INPUT ROWS:
□ □ □
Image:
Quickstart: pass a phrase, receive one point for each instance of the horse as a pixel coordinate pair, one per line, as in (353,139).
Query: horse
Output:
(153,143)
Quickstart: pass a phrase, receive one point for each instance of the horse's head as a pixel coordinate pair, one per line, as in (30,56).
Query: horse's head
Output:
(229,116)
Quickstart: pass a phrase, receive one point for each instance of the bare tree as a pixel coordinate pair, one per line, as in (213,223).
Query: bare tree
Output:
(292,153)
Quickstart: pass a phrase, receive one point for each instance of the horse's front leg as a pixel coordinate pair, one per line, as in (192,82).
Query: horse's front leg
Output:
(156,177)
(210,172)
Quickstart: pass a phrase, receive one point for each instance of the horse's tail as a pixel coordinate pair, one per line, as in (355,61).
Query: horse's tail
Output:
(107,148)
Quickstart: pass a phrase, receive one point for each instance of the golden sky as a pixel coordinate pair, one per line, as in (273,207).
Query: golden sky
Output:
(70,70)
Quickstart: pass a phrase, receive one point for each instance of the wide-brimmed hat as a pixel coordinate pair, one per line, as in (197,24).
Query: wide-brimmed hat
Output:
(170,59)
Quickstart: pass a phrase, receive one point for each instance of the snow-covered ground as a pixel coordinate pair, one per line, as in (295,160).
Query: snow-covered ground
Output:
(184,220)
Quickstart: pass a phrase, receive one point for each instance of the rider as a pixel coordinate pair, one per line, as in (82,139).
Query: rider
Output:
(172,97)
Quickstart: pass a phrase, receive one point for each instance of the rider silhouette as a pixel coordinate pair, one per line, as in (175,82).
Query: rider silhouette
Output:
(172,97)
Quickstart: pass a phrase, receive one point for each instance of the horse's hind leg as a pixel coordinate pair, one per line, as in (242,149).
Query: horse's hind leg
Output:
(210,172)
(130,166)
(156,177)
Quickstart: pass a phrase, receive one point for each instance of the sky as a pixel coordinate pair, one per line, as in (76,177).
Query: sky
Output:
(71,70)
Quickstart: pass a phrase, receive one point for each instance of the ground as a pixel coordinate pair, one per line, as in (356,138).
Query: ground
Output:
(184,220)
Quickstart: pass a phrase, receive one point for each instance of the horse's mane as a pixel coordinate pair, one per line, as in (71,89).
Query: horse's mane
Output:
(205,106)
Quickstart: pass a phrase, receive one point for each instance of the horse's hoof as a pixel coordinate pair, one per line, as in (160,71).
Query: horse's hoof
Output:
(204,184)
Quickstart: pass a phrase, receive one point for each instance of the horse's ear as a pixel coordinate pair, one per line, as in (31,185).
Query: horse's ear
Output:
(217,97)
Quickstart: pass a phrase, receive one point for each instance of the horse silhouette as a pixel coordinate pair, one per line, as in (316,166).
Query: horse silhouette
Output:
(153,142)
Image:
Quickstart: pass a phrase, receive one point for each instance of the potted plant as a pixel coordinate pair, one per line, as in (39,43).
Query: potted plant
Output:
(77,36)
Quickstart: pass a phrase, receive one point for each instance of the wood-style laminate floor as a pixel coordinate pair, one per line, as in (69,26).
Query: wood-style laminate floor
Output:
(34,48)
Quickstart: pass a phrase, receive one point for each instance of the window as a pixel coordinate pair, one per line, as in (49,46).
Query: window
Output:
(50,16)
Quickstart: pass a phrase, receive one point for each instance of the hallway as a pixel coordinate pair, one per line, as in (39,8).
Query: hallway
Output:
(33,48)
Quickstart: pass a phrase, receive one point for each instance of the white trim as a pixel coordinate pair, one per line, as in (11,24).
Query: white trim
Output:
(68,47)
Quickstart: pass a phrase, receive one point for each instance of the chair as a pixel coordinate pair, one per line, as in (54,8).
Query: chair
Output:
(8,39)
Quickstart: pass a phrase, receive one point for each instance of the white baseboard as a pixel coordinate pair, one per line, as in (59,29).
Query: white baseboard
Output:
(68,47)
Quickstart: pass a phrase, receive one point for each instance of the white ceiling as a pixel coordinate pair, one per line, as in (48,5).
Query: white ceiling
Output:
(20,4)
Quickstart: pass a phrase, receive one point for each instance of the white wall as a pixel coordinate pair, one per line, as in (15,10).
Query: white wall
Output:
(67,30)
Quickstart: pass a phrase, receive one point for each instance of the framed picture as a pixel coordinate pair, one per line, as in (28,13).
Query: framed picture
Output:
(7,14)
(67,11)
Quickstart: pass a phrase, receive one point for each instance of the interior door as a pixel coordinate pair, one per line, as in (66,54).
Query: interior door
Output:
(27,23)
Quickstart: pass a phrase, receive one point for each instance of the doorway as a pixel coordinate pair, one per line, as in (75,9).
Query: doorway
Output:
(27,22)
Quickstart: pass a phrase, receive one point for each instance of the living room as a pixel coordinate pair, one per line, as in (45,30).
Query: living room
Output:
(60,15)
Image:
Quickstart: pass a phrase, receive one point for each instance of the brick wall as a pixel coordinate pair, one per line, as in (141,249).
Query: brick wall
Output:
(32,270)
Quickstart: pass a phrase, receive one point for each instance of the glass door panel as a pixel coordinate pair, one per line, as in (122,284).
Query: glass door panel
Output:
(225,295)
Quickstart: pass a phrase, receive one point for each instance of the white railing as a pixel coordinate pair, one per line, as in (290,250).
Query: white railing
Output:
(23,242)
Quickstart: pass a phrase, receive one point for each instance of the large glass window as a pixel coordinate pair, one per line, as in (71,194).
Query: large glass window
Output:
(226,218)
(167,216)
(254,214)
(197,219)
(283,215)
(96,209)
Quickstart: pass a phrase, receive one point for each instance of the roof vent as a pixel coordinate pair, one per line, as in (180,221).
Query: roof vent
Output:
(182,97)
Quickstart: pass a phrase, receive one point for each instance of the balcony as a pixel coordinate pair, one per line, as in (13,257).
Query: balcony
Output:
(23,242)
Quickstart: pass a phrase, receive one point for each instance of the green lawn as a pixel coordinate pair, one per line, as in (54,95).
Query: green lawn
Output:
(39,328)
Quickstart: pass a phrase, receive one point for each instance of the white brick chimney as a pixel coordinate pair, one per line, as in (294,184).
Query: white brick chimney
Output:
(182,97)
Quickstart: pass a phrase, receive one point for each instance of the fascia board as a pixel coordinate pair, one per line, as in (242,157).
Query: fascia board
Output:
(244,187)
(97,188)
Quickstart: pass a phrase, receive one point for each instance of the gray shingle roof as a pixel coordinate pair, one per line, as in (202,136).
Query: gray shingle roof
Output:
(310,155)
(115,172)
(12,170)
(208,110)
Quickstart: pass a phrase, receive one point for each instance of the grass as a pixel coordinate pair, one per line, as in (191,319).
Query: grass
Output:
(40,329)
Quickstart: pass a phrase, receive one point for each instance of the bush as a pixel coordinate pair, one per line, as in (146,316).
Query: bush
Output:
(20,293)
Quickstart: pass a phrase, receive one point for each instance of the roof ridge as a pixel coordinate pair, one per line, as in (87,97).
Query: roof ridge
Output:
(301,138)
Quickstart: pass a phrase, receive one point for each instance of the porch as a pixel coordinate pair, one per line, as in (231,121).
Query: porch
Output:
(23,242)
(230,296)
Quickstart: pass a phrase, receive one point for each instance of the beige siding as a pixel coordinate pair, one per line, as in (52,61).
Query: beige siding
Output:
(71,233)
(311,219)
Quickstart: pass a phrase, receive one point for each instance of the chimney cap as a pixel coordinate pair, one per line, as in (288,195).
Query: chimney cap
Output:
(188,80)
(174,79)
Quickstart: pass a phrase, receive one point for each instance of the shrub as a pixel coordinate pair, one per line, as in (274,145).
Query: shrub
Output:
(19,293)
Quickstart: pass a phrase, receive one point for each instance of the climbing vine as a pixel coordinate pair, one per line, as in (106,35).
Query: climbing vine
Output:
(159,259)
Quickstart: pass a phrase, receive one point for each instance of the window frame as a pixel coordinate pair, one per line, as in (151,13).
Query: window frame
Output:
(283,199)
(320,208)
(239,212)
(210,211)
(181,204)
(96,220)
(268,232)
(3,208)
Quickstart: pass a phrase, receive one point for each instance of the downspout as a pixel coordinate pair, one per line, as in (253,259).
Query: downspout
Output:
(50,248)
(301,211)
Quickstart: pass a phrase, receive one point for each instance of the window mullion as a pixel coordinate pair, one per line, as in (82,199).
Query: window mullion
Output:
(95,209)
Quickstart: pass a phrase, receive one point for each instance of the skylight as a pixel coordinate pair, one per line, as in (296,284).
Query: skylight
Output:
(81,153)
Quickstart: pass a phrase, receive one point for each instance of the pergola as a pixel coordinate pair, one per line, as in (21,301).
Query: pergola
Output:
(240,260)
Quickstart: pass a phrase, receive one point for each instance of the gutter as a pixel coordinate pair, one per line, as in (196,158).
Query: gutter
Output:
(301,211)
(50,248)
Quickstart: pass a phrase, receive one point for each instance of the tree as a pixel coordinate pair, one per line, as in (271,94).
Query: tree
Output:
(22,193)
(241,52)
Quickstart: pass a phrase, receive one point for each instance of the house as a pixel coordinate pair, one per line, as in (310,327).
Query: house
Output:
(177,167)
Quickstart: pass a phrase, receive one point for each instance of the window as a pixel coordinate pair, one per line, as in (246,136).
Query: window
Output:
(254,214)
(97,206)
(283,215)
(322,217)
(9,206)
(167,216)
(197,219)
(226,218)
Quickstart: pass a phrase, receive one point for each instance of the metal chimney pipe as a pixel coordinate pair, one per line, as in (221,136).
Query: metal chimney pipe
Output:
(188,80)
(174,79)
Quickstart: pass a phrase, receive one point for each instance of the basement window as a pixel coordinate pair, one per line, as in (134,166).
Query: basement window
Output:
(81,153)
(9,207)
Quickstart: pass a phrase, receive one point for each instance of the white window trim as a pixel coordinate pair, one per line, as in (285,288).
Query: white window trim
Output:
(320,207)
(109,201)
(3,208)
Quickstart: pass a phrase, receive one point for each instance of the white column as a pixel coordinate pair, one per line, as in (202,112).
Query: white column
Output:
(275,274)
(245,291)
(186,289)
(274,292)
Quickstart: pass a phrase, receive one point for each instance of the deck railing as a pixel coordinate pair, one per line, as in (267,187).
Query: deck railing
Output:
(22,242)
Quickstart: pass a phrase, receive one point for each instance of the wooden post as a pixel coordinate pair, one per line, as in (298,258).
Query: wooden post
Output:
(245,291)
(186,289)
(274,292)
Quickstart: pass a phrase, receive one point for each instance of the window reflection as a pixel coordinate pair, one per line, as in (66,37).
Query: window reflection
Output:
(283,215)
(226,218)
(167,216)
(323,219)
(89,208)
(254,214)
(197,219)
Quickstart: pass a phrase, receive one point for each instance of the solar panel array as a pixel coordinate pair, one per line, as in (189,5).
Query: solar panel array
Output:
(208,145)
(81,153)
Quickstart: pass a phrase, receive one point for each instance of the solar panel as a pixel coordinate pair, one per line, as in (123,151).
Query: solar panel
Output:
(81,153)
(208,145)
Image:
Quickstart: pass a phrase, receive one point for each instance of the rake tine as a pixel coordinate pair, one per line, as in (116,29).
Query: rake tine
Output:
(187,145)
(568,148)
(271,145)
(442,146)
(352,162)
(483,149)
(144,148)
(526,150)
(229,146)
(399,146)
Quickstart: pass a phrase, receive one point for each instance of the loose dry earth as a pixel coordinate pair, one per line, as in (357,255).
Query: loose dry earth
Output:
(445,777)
□ □ □
Your task is to reproduce, exactly and exclusively, the lines from the one holding "as in (134,166)." through the final line of the listing.

EXERCISE ANSWER:
Quickstart: pass a phrase, receive one point for each instance of the basement window as a pixel coordinate pair, one per line, as in (134,166).
Query: basement window
Output:
(81,153)
(9,207)
Quickstart: pass a phrase, receive one point for each instance of the white window trim as a pixel coordinate pair, one per line, as in (285,288).
Query: white window trim
Output:
(320,207)
(109,201)
(3,208)
Quickstart: pass a phrase, receive one point for each instance of the white column as a pixel coordinate pair, one per line, as in (202,112).
Query: white column
Output:
(275,274)
(245,291)
(186,289)
(274,292)
Quickstart: pass a phrase, receive one point for each instance of the deck railing as a pixel coordinate pair, one per line, as in (267,187).
Query: deck railing
Output:
(22,242)
Quickstart: pass a phrase, receive one point for each instance of the wooden post as a pixel coordinate pair, one per line, as in (298,258).
Query: wooden post
Output:
(245,291)
(186,289)
(274,292)
Quickstart: pass a phrase, receive one point for each instance of the window reflection as a pixel coordinate pair, one per line, as in (66,37).
Query: window reflection
Output:
(283,215)
(226,218)
(167,216)
(323,219)
(89,208)
(254,214)
(197,219)
Quickstart: pass a phrase, receive one point for each instance of the solar panel array as a pixel coordinate pair, one per line, as in (189,5).
Query: solar panel array
Output:
(208,145)
(81,153)
Quickstart: pass a phrase, receive one point for each instance of the solar panel as a pixel coordinate pair, one per line, as in (123,151).
Query: solar panel
Output:
(81,153)
(208,145)
Image:
Quickstart: pass a phrase, receive one point for each instance of the rake tine as a pixel coordinate pair, one per line, as in (116,29).
Query: rake tine
Output:
(187,145)
(568,148)
(271,145)
(442,146)
(352,162)
(483,149)
(144,148)
(526,150)
(229,146)
(399,146)
Quickstart: pass a phrase, receive one point for each instance of the loose dry earth as a pixel coordinate pair, one per line, as in (357,255).
Query: loose dry earth
Output:
(445,777)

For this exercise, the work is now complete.